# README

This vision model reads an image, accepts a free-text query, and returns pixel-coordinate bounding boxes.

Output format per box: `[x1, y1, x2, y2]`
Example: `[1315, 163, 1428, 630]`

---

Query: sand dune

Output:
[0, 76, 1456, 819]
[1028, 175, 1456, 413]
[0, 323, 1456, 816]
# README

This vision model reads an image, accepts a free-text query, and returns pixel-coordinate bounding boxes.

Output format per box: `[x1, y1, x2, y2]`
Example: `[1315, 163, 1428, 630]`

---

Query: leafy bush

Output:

++++

Aim
Please edit all of the material above so that every "bounding boxes" becomes "detection boxes", and keep everything else the same.

Solution to the problem
# README

This vision model reads an image, accepts a free-text query, and returns pixel-coordinate detection boxes.

Output format per box: `[x1, y1, x2, y2]`
Example: `[1315, 163, 1428, 630]`

---

Query: sand dune

Output:
[0, 76, 1456, 819]
[1028, 175, 1456, 413]
[0, 323, 1456, 816]
# README

This vision model reads an image, accepts a free-text query, and returns pixel-coordinate detection boxes.

Output format per box: `[x1, y1, x2, y2]`
Example: `[1315, 163, 1428, 630]`

---

Query: leafy bush

Output:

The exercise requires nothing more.